### Exercise brief
Rewrite everything from the start of the material down to the line containing "[(176, 58), (175, 52), (172, 52), (172, 58)]", replacing "query" with "prompt" and leaving all else unchanged. Omit the pictures from your answer.

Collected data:
-- START --

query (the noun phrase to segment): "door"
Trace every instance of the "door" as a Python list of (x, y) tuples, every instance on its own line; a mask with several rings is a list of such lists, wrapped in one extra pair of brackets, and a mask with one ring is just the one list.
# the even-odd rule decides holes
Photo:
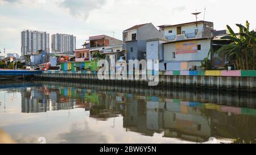
[(177, 35), (181, 34), (181, 27), (177, 27)]

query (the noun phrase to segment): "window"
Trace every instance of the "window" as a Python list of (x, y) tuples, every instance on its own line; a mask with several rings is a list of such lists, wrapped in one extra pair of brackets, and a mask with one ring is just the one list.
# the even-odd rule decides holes
[(126, 40), (127, 40), (127, 35), (123, 35), (123, 42), (126, 43)]
[(195, 34), (196, 34), (196, 35), (198, 34), (198, 29), (195, 30)]
[(176, 114), (172, 114), (172, 116), (173, 116), (173, 120), (174, 121), (176, 121)]
[(197, 50), (201, 50), (201, 45), (197, 45)]
[(180, 35), (181, 34), (181, 27), (177, 27), (177, 35)]
[(136, 33), (131, 34), (131, 40), (136, 40)]
[(201, 131), (201, 124), (198, 124), (197, 125), (197, 130), (198, 131)]
[(176, 58), (175, 52), (172, 52), (172, 58)]

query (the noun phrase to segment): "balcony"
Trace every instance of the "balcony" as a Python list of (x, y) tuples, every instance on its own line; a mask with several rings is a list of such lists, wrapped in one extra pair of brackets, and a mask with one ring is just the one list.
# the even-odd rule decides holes
[(183, 40), (192, 38), (201, 38), (202, 32), (199, 32), (196, 35), (195, 33), (180, 34), (177, 35), (166, 36), (166, 39), (170, 41)]
[(166, 39), (168, 40), (175, 40), (176, 39), (176, 35), (168, 36), (166, 37)]
[(195, 33), (186, 33), (185, 34), (185, 36), (187, 37), (187, 39), (191, 39), (196, 37), (196, 35)]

-- END --

### Result of the task
prompt (the noun phrase to segment): "door"
Trace every instance of the "door" as a Python list of (x, y) tuples, every instance on its own line; a mask with several rings is a list of such lists, wrapped in one extra pair of brackets, and a mask with one ring is just the one list.
# the even-odd rule decides holes
Photo:
[(177, 35), (181, 34), (181, 27), (177, 27)]

prompt (the noun phrase to segment): "window"
Trace every instance of the "window" as a Python list of (x, y) tuples, every instance on its own line; a mask with several rings is a list of such lists, wrapped in one extra pair of brackets, and a mask with one ring is just the one list.
# the even-odd rule decides holes
[(126, 40), (127, 40), (127, 35), (123, 35), (123, 42), (126, 43)]
[(195, 34), (196, 34), (196, 35), (198, 34), (198, 29), (195, 30)]
[(176, 114), (172, 114), (172, 116), (173, 116), (173, 120), (174, 121), (176, 121)]
[(197, 50), (201, 50), (201, 45), (197, 45)]
[(180, 35), (181, 34), (181, 27), (177, 27), (177, 35)]
[(136, 33), (131, 34), (131, 40), (136, 40)]
[(201, 131), (201, 124), (198, 124), (197, 125), (197, 130), (198, 131)]
[(176, 58), (175, 52), (172, 52), (172, 58)]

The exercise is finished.